Work to be completed: Reproduce every line of the material below, requests included, but leave out the pictures. In each answer, scale the [x, y] point coordinates by 0.7 and round them to whole numbers, with halves rounding up.

--- Record extracts ---

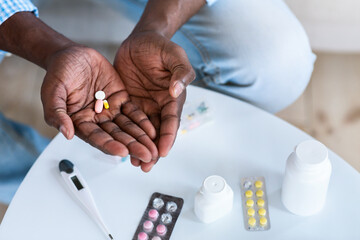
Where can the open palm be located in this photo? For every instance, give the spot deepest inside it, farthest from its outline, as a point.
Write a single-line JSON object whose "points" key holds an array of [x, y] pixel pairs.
{"points": [[73, 76], [155, 72]]}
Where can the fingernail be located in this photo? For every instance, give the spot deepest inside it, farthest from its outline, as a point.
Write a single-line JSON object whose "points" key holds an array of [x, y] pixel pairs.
{"points": [[178, 88], [62, 129]]}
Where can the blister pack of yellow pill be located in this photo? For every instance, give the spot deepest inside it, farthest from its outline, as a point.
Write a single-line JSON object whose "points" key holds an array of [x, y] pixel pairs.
{"points": [[255, 204]]}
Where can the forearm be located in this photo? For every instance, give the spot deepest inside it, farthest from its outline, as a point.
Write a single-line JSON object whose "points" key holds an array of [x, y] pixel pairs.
{"points": [[167, 16], [27, 36]]}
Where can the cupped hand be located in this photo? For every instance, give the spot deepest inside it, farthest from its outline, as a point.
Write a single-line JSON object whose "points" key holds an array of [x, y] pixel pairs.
{"points": [[68, 95], [155, 72]]}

---

Task output:
Where can the open palm be located in this photo? For every instance, give the spot deepest inside it, farthest from its outline, as a point.
Write a single-line JSON object whose "points" key holds an array of [x, y] pixel pairs.
{"points": [[51, 53], [109, 50]]}
Where can the fingernail be located in this photo? For every instance, give the spot deepest inside it, farthest from its outline, as a point.
Write a single-line JSON object whose "points" key holds an array of [x, y] pixel pairs.
{"points": [[125, 62], [43, 90]]}
Where can the blister pack of yellow pill be located in this photo? For every instance, give the spot deepest inside it, farthest from its outline, as a point.
Write a single-line JSON object whose "points" key holds an array of [x, y] pixel pairs.
{"points": [[179, 143]]}
Where can the forearm be located in this photo? For every instance, give the spot deepest inside it, farthest from its outline, as a point.
Write a single-line JSON object whose "points" key holds an array of [x, y] pixel pairs.
{"points": [[117, 11], [19, 25]]}
Where can the cupped hand be located in this photo? For every instance, give the spot deepest inside it, farthest from its outline, as a point.
Write a single-line JSON object whose "points" key holds an array of [x, y] pixel pairs.
{"points": [[48, 67], [109, 50]]}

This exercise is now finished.